▶ Material to process

⟨

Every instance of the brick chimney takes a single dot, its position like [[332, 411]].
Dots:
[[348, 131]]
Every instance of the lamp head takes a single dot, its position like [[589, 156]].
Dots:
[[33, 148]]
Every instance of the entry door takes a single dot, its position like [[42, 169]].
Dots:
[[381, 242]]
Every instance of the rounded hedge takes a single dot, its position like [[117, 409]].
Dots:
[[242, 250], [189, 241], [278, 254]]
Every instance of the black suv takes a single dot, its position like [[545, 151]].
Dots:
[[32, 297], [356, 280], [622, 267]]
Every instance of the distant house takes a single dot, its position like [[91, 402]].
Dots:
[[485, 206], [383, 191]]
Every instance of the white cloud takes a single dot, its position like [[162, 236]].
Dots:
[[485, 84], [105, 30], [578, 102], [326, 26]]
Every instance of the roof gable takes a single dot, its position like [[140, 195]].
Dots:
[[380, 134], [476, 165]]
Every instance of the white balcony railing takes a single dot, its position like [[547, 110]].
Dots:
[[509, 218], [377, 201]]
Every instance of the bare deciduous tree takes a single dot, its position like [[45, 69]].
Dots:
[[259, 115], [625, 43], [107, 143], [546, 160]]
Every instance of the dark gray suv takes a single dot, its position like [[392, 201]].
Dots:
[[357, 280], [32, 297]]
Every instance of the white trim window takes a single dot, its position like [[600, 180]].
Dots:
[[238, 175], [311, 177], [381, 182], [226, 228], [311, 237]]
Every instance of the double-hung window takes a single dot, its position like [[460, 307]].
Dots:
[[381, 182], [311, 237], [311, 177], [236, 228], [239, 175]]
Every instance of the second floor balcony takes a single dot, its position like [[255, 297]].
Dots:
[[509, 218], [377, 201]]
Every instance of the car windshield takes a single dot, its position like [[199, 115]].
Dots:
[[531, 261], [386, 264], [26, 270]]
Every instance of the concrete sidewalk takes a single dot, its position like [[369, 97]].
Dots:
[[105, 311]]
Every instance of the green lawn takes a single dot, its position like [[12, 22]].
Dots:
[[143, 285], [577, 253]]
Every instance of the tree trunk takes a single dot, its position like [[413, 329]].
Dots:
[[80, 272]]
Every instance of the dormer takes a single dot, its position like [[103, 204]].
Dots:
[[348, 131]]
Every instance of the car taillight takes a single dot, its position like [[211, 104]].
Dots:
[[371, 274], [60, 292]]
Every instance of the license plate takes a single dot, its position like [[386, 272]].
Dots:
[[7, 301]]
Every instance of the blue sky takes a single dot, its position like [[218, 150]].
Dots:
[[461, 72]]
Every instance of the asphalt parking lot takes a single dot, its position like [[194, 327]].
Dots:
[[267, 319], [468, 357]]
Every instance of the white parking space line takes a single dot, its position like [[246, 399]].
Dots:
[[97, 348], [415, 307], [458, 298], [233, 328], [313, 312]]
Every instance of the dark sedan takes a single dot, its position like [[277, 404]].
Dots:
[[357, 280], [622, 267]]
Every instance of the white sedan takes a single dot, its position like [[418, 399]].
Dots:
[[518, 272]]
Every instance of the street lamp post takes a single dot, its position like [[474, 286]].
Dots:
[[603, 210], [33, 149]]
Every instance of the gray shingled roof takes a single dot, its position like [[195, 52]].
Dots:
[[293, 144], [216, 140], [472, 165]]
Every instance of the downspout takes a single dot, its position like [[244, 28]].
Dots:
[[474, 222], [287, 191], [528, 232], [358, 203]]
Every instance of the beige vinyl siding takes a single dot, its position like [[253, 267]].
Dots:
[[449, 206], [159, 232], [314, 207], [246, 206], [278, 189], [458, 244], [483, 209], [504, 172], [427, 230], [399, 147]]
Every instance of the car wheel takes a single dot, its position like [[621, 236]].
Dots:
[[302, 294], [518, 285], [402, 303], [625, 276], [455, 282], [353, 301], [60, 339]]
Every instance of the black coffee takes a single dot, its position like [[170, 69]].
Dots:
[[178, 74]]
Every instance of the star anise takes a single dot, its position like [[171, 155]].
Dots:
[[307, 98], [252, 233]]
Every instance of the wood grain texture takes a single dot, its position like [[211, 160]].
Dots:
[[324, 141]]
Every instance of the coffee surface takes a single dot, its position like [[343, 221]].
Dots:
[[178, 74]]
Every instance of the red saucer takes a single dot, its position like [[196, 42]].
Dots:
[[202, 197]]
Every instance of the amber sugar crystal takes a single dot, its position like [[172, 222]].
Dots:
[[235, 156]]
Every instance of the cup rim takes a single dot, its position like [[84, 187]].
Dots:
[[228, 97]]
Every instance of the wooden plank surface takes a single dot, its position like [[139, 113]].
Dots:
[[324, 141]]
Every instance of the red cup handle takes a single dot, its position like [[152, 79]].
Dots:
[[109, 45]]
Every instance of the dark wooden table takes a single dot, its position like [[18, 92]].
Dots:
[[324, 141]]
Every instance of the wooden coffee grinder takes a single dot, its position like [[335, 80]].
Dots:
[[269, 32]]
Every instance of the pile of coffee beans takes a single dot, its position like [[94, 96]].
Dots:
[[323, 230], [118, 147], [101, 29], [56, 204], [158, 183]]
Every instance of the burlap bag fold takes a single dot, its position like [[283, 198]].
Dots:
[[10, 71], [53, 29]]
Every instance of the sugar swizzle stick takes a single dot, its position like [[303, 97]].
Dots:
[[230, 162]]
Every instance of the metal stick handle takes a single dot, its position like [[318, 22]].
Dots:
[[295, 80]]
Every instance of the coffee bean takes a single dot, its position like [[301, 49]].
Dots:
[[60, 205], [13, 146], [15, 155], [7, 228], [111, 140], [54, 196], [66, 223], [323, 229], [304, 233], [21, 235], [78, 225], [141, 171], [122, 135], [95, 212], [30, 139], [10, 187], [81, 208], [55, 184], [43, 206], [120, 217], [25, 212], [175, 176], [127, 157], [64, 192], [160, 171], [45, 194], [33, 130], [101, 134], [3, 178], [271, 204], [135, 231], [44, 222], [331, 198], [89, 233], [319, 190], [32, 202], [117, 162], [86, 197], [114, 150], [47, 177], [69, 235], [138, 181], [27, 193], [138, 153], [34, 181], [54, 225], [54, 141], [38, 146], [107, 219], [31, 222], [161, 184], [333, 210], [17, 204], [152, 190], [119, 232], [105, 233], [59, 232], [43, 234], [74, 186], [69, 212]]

⟩

▶ What is required
Using the listing above, return all lines where the word "stick" occurs.

▶ Answer box
Every instance of the sugar swizzle stick takes a single dot, its position like [[303, 97]].
Every instance of the metal stick handle takes a single dot, its position like [[318, 22]].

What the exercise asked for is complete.